- **EXCERPT**:
::::::
Thanks bill Avira caught it and i denyed it....


----------



## EndTuition (May 24, 2004)

I'm routing air without any problems ! LOL
Still setting up the software but have the basics working. 
My table is 12 x 12 so I can't cut anything wider than that. If that's going to meet your needs I'd be happy to give it a whirl. We can proto-type on cheap wood (even foam) first.


----------



## Justacastaway (Apr 5, 2006)

*End Tuition, plse call me*

a 12X12 will not be a problem. the area that this will sit in will be a counter (bar) top that will be ~2' X 8' total, that will be recessed & covered by glass. might consider separating the fish with a Texas star? i like the idea of trying this on cheap wood, and then considering other options.....like i mentioned, i have a "rough idea" of what i think i'm looking for. main thing is, i know i want a spec & a red.....
thanks!
Tadpole


----------



## EndTuition (May 24, 2004)

Email sent...

RE


----------



## metal man (Mar 30, 2006)

Not quite sure what your looking for and my stuff is diffinatly not CAD but her is a recent photo of a carving.


----------



## EndTuition (May 24, 2004)

MM 
Every time I see your stuff, I'm blown away. Only someone who lives the salt water life would know to put that very small, but vivid, blue edge on the fins.
::::::
- **TASKS AND EXERCISES**:
a) Check each statement against the forum thread and answer yes or no, quoting the words from the thread that decide it: (i) EndTuition's table is 12 x 12. (ii) The counter top area is planned at about 3' X 10' total. (iii) metal man describes his work as CAD.
b) Reproduce the stored items from their first line through the line with "box: [118, 143, 677, 230]", including both of those lines.

Stored items:
::::::
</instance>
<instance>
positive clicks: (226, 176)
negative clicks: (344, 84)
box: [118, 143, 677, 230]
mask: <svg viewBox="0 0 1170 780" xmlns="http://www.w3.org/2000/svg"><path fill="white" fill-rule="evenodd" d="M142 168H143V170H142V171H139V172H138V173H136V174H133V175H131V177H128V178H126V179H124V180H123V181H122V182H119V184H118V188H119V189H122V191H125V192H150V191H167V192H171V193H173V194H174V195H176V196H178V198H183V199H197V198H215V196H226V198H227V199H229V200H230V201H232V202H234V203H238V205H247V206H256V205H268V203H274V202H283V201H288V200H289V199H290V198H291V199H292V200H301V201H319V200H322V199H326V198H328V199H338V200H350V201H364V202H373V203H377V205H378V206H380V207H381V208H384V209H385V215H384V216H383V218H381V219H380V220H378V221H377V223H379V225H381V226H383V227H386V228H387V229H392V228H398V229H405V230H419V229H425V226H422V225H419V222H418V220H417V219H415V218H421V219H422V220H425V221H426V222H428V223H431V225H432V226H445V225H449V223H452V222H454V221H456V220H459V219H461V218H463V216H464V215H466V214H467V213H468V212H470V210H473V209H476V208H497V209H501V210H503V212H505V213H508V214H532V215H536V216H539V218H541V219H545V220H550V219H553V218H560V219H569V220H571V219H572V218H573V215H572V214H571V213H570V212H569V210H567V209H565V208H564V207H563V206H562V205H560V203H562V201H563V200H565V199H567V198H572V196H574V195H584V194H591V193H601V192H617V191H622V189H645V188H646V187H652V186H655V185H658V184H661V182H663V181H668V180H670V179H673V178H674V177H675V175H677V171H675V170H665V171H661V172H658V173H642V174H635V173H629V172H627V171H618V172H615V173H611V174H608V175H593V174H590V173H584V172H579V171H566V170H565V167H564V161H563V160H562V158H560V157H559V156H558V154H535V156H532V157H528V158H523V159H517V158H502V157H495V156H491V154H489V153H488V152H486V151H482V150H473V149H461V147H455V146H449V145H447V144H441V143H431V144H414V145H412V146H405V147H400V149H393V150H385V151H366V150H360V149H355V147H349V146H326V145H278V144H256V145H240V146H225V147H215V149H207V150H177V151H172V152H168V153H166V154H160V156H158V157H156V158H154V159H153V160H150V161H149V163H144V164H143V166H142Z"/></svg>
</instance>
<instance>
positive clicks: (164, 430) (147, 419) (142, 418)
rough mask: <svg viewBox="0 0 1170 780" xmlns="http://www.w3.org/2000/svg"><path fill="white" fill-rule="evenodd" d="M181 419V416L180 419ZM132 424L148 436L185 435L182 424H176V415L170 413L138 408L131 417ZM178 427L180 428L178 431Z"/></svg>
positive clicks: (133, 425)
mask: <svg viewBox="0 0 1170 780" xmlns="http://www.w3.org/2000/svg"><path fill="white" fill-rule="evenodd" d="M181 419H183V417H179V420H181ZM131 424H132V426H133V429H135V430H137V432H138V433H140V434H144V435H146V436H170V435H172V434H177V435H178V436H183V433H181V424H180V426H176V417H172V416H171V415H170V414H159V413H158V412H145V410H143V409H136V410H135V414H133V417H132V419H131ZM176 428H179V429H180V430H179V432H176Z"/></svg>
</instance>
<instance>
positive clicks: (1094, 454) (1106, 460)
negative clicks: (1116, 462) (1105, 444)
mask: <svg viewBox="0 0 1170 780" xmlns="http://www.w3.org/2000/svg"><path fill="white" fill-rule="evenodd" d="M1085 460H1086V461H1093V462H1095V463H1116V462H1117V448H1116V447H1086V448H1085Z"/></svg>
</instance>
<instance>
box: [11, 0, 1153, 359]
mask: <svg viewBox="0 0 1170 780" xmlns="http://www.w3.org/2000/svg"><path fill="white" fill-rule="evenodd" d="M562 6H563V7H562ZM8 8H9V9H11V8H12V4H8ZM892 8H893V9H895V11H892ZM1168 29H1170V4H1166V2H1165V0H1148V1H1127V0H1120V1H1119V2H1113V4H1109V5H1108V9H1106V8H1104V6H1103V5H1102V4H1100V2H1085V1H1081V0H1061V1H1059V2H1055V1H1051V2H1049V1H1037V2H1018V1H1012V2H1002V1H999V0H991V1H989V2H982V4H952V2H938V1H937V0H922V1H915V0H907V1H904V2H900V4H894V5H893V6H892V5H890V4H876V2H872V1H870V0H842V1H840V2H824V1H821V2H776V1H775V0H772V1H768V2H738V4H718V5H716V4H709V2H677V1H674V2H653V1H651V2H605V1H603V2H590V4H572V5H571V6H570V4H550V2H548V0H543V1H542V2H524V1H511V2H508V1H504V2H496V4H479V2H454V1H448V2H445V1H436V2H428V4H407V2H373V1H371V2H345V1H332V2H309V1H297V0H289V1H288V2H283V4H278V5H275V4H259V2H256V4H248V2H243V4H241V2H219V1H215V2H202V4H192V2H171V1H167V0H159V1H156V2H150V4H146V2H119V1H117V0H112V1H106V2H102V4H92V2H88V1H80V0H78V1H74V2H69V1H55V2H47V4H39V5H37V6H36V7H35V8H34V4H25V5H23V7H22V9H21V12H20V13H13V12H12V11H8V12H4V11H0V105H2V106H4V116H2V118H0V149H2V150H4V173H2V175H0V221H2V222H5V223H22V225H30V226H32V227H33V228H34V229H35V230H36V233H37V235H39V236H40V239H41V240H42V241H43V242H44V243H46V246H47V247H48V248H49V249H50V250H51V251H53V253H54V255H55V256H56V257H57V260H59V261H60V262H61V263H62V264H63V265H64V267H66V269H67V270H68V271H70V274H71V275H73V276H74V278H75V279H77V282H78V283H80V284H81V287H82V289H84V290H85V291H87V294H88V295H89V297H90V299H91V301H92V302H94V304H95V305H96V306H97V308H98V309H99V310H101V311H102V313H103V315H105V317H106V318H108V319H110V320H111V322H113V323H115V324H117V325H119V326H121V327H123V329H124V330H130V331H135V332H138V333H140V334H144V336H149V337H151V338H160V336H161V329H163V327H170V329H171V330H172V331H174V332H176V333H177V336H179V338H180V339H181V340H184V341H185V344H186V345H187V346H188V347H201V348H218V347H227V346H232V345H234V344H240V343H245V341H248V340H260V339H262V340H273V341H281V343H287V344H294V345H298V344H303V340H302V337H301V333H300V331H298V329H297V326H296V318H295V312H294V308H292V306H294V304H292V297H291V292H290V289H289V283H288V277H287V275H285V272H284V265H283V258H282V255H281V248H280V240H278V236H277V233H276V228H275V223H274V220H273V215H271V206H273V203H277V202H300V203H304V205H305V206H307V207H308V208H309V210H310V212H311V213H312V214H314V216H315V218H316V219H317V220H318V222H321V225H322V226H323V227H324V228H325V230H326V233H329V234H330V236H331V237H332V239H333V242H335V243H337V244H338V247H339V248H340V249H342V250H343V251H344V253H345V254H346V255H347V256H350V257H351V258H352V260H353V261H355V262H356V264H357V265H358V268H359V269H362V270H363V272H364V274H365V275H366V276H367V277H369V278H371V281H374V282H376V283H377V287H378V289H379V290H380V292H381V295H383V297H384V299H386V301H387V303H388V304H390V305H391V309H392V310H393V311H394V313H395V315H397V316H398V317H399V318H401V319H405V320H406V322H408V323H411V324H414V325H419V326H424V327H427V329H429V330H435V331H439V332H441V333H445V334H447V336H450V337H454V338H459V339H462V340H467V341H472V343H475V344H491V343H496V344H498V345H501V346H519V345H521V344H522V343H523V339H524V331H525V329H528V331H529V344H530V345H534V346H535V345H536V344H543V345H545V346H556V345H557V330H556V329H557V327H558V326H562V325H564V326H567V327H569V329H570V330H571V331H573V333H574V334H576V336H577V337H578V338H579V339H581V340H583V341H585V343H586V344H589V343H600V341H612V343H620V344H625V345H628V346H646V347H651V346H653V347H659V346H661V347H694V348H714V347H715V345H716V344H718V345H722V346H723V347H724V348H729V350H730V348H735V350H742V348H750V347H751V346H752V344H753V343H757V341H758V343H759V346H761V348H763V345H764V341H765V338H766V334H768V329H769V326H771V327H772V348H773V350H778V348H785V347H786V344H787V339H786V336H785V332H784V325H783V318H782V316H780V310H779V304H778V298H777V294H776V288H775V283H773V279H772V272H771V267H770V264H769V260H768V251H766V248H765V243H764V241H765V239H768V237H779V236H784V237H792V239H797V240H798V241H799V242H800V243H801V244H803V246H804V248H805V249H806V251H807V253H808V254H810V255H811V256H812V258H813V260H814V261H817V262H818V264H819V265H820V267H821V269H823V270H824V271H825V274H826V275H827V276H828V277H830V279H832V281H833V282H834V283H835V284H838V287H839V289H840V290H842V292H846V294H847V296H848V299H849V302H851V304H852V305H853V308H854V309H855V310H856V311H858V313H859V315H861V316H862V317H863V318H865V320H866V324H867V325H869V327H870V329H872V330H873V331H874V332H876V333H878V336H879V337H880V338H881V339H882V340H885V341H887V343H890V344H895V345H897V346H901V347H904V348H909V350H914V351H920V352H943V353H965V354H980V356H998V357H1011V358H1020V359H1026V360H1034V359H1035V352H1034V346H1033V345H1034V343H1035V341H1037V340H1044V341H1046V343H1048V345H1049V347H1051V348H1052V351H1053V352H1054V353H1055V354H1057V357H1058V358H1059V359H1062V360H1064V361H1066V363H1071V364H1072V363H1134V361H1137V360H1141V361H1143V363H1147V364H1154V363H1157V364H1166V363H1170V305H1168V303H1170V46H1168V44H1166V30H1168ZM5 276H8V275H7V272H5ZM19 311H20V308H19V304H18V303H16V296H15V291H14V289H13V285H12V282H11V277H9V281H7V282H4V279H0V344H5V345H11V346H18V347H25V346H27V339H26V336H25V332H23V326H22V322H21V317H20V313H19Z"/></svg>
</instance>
::::::
- **EXERCISE RESULTS**:
a)
(i) Yes: "My table is 12 x 12 so I can't cut anything wider than that."
(ii) No: "a counter (bar) top that will be ~2' X 8' total"
(iii) No: "my stuff is diffinatly not CAD"

b)
</instance>
<instance>
positive clicks: (226, 176)
negative clicks: (344, 84)
box: [118, 143, 677, 230]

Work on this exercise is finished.